* EXERCISE INSTRUCTIONS *
All lines from the one containing "Where can you find the tracksuit" through the final line of the records below should be reproduced exactly, with the pictures left out.

╔══

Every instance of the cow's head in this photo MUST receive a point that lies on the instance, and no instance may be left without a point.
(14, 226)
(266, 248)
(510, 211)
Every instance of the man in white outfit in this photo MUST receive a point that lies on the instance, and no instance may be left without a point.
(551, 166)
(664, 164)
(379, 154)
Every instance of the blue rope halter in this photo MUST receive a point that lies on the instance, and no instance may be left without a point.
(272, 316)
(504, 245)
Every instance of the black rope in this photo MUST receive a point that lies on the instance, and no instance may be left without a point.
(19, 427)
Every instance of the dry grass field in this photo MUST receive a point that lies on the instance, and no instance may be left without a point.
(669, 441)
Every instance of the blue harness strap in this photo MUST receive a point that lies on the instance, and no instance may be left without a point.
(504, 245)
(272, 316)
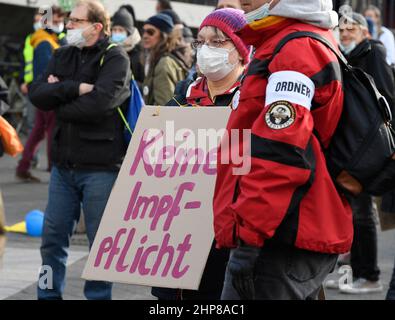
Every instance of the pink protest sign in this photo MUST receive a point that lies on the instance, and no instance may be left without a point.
(157, 228)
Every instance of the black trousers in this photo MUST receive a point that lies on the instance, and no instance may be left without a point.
(285, 273)
(364, 248)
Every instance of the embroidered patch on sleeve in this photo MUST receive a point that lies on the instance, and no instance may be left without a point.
(290, 86)
(280, 115)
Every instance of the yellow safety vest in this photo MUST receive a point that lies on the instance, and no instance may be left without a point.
(28, 54)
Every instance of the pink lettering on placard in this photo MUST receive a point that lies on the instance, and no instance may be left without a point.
(175, 208)
(121, 267)
(138, 255)
(165, 249)
(183, 249)
(139, 204)
(105, 247)
(142, 156)
(166, 153)
(143, 270)
(163, 256)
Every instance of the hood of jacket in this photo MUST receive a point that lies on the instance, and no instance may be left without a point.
(316, 12)
(132, 41)
(44, 36)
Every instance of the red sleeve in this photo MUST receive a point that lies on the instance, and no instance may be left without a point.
(282, 159)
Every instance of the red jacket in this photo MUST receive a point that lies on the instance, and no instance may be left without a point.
(288, 195)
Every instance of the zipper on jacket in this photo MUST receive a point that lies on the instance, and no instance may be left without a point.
(366, 143)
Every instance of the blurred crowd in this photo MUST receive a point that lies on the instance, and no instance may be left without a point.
(78, 70)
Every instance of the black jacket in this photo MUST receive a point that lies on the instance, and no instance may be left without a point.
(89, 131)
(370, 56)
(3, 97)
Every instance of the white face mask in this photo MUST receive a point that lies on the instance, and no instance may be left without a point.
(348, 49)
(214, 62)
(75, 37)
(37, 26)
(258, 14)
(59, 28)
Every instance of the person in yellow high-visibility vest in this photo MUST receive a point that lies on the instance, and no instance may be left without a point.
(28, 55)
(44, 42)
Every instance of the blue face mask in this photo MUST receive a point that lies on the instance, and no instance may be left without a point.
(348, 49)
(119, 37)
(258, 14)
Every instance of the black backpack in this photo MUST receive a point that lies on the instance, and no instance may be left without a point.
(359, 157)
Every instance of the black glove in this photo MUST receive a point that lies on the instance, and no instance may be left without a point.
(242, 268)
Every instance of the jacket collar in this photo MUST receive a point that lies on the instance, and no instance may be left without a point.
(198, 92)
(100, 45)
(360, 50)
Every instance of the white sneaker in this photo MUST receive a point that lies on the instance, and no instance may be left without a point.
(362, 286)
(332, 284)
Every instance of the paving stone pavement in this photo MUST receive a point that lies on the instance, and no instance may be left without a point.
(21, 261)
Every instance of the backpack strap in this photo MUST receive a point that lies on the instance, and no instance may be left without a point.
(121, 114)
(315, 36)
(112, 45)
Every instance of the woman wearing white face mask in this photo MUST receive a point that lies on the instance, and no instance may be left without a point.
(124, 33)
(221, 59)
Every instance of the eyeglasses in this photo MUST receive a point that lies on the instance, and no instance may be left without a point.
(150, 32)
(214, 43)
(75, 20)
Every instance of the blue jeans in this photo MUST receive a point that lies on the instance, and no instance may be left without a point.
(69, 191)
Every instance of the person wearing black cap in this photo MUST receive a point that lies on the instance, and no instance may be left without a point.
(124, 32)
(167, 59)
(370, 56)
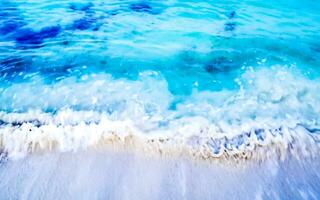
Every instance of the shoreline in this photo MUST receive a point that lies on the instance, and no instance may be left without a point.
(94, 174)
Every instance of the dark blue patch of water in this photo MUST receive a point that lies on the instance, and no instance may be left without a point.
(230, 26)
(81, 6)
(141, 7)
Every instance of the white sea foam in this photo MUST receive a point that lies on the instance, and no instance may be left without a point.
(276, 110)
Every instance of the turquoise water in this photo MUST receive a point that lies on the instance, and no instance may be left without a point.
(236, 80)
(204, 69)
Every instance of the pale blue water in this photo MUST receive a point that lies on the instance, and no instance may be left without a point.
(159, 64)
(209, 74)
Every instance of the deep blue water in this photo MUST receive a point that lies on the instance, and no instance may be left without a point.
(169, 67)
(214, 77)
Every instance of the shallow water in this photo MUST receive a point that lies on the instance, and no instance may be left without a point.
(215, 77)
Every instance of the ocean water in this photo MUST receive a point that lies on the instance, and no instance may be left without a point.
(206, 79)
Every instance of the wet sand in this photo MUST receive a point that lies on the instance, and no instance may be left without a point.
(109, 175)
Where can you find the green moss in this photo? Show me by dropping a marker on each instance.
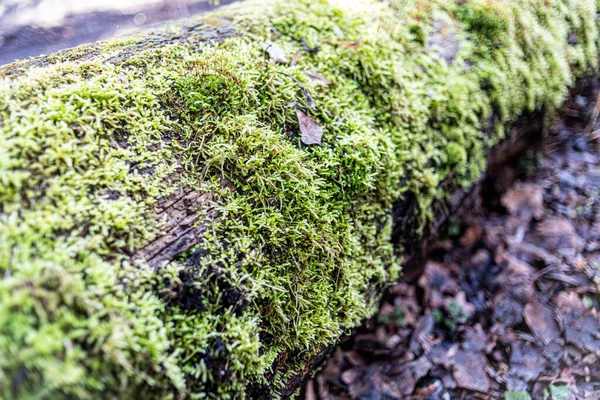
(91, 139)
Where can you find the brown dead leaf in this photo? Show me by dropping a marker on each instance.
(350, 45)
(559, 233)
(311, 131)
(318, 78)
(525, 201)
(275, 52)
(469, 371)
(542, 322)
(526, 364)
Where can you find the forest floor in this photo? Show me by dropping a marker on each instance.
(507, 304)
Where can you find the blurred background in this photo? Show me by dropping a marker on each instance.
(33, 27)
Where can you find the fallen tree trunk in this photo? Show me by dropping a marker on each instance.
(200, 210)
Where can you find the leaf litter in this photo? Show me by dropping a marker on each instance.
(509, 308)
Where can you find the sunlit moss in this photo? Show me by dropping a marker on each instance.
(92, 138)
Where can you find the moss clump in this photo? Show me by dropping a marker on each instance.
(302, 243)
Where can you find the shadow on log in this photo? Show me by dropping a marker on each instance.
(168, 231)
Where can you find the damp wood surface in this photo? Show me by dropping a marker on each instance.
(203, 209)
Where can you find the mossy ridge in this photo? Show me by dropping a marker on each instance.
(302, 247)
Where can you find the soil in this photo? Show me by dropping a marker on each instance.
(507, 301)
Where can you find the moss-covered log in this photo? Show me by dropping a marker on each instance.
(166, 233)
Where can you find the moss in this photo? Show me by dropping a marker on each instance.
(91, 140)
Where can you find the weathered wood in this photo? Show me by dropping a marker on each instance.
(306, 237)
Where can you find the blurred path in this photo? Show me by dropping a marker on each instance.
(32, 27)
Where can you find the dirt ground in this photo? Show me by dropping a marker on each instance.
(29, 28)
(507, 305)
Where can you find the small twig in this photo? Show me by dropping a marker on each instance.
(590, 126)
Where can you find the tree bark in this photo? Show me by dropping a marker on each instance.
(184, 216)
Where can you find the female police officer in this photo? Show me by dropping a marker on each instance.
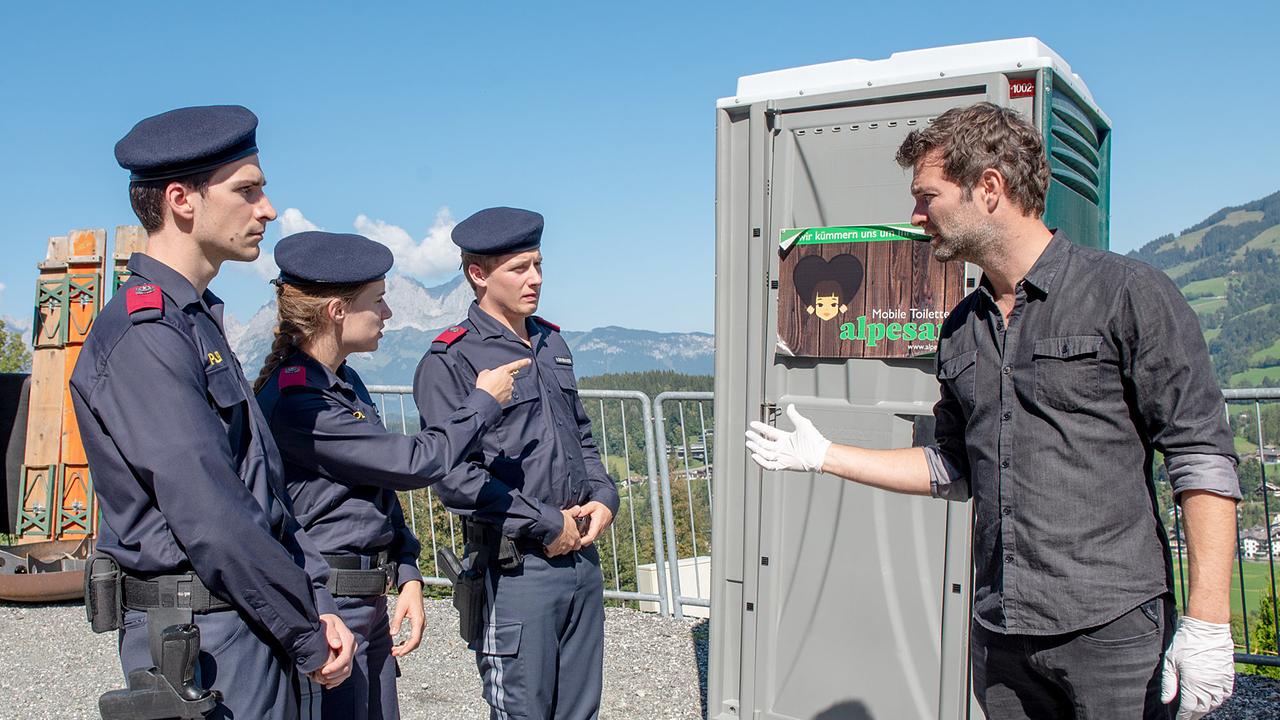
(342, 465)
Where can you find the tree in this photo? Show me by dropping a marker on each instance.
(1262, 627)
(14, 356)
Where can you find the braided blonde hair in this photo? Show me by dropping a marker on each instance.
(301, 313)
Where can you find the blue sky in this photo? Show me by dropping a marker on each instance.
(396, 121)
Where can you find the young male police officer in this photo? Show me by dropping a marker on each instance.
(1060, 376)
(540, 647)
(187, 474)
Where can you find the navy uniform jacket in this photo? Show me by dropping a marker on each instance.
(342, 466)
(540, 459)
(186, 472)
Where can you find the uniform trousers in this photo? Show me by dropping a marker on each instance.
(233, 659)
(369, 693)
(1112, 670)
(540, 651)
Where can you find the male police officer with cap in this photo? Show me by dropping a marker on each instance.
(535, 481)
(188, 478)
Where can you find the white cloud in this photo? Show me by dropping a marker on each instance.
(432, 258)
(293, 220)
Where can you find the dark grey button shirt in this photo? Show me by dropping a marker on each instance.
(1050, 423)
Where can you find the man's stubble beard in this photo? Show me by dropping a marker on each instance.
(970, 242)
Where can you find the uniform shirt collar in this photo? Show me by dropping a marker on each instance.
(319, 374)
(174, 285)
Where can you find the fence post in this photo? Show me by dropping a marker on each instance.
(654, 500)
(668, 515)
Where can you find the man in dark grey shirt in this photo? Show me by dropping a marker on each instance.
(1061, 376)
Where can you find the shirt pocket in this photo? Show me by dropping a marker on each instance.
(1068, 370)
(567, 382)
(224, 387)
(524, 390)
(960, 376)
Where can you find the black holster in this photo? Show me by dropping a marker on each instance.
(467, 589)
(104, 593)
(167, 689)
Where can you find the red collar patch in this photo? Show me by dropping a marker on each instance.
(292, 376)
(144, 297)
(451, 335)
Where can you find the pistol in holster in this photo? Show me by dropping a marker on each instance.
(467, 592)
(169, 688)
(104, 601)
(485, 545)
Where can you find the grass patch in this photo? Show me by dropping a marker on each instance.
(1244, 447)
(1210, 287)
(1265, 240)
(1255, 377)
(1183, 268)
(1207, 305)
(1267, 355)
(1257, 578)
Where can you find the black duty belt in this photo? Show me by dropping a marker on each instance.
(182, 591)
(351, 577)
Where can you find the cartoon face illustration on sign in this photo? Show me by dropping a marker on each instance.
(826, 287)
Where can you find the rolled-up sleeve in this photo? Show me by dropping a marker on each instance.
(947, 455)
(1179, 402)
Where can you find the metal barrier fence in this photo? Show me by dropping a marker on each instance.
(661, 454)
(693, 461)
(622, 427)
(1246, 410)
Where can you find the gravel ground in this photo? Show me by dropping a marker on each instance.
(56, 668)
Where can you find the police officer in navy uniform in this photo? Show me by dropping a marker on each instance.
(190, 483)
(342, 466)
(534, 482)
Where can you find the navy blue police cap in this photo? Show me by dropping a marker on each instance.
(499, 231)
(187, 141)
(329, 258)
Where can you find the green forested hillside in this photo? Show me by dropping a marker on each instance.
(1228, 268)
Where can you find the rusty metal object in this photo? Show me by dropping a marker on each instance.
(44, 572)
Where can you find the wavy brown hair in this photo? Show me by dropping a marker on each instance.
(300, 314)
(979, 137)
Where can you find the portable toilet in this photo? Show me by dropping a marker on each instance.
(831, 600)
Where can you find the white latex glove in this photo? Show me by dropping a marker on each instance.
(1201, 662)
(803, 449)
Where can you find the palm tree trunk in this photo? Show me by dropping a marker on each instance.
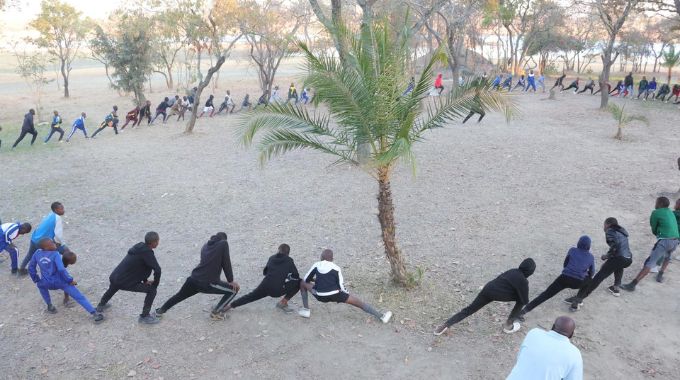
(388, 227)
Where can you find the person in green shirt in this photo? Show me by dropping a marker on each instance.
(665, 227)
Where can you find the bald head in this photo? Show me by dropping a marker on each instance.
(327, 255)
(564, 326)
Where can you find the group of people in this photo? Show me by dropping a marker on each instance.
(167, 108)
(48, 257)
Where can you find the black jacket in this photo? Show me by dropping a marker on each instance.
(136, 267)
(214, 260)
(511, 285)
(617, 240)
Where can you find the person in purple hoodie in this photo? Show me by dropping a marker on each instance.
(578, 269)
(53, 276)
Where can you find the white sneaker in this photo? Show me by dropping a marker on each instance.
(304, 313)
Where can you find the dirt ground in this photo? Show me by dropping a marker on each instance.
(485, 197)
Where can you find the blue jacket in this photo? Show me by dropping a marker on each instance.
(579, 262)
(52, 269)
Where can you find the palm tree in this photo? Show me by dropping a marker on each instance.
(622, 119)
(670, 60)
(370, 122)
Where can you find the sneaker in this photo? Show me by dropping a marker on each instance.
(101, 308)
(614, 291)
(440, 330)
(659, 277)
(284, 307)
(304, 312)
(148, 319)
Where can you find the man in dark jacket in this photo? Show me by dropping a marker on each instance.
(510, 286)
(27, 128)
(281, 278)
(618, 258)
(205, 278)
(578, 269)
(132, 274)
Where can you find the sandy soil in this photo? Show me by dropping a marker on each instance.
(485, 197)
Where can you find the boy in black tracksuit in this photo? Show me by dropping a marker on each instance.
(510, 286)
(205, 278)
(132, 275)
(281, 278)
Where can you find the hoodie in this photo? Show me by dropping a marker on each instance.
(136, 267)
(214, 260)
(512, 285)
(579, 262)
(52, 271)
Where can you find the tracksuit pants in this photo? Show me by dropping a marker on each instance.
(69, 289)
(562, 282)
(265, 289)
(192, 287)
(150, 291)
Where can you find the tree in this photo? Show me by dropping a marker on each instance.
(62, 31)
(366, 110)
(622, 119)
(670, 60)
(128, 49)
(270, 35)
(613, 14)
(208, 32)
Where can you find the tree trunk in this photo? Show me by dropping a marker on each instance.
(388, 227)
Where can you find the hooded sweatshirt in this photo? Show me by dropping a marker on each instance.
(512, 285)
(136, 267)
(52, 271)
(214, 260)
(579, 262)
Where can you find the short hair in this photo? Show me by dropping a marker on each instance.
(663, 201)
(285, 249)
(151, 237)
(56, 205)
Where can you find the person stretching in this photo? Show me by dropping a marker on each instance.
(510, 286)
(205, 278)
(27, 128)
(9, 232)
(618, 258)
(55, 127)
(665, 228)
(578, 268)
(132, 275)
(324, 280)
(281, 278)
(53, 276)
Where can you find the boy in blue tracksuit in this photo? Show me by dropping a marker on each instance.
(53, 276)
(78, 124)
(11, 231)
(50, 227)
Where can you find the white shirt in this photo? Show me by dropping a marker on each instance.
(547, 355)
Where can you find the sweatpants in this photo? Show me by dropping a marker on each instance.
(69, 289)
(192, 287)
(562, 282)
(614, 265)
(23, 134)
(482, 299)
(265, 289)
(150, 291)
(54, 130)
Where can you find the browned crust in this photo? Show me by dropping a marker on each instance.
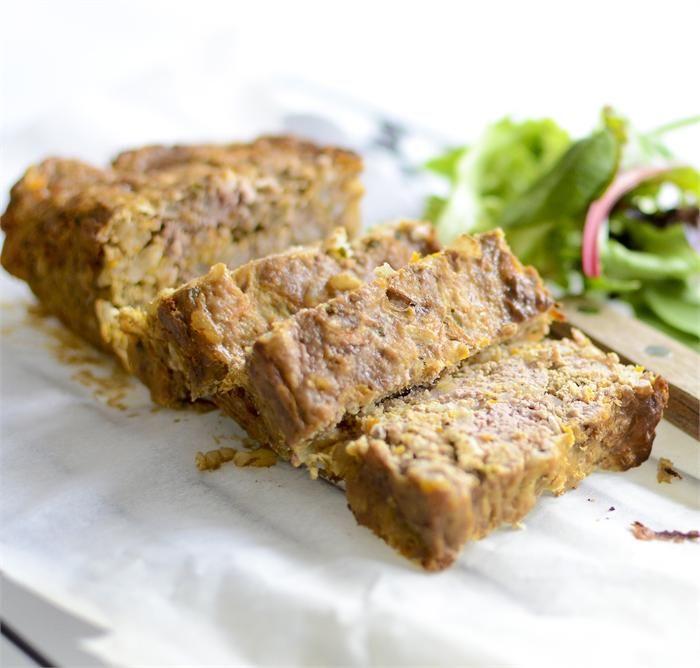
(429, 512)
(91, 240)
(398, 331)
(192, 342)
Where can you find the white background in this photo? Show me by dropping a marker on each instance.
(86, 78)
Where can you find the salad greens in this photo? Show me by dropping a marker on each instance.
(607, 215)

╚══

* FULL ANSWER *
Where can you find the tracksuit pants in this photo? Show me by dropping a marker on each instance.
(69, 289)
(562, 282)
(265, 289)
(192, 287)
(150, 291)
Where can you find the tree in this photo? Show me by dropping a marker on each instance.
(62, 31)
(366, 110)
(622, 119)
(670, 60)
(128, 49)
(270, 35)
(613, 14)
(208, 32)
Where can you find the tree trunk in this photo? Show me by dropping a marker on each instance.
(388, 227)
Where can you find the hooded sweatshirt in this photo? Show me by dropping a marker on each instance.
(512, 285)
(136, 267)
(52, 271)
(214, 260)
(579, 262)
Where can you find the short hair in this photo? Show me by dropping a marker on each instance.
(663, 201)
(285, 249)
(151, 237)
(56, 205)
Where can you find the person stretching in this photo? Show me by dropping a marker on each instance.
(510, 286)
(205, 278)
(27, 128)
(9, 232)
(618, 258)
(55, 127)
(665, 228)
(578, 268)
(132, 275)
(324, 280)
(281, 278)
(53, 276)
Where can you find the boy in blue tracksuit in this photo? Show me by dropping a marker on each instance.
(53, 276)
(78, 124)
(11, 231)
(50, 227)
Where can you find the white shirt in this photo? Show me by dropping a marker on each instance.
(547, 355)
Where can you find the sweatpants in this photo? Show me by dropping a marker on each instance.
(69, 289)
(192, 287)
(562, 282)
(614, 265)
(23, 134)
(482, 299)
(265, 289)
(150, 291)
(54, 130)
Where can you find the browned crust in this photo? Show me by dropping a marker on each instance.
(429, 512)
(91, 240)
(398, 331)
(192, 342)
Where can you find the white background in this photo? Show me by dropping a marker on each instance.
(86, 78)
Where can you find the salad greens in this photo? Show me by dropping a marker on each instance.
(607, 215)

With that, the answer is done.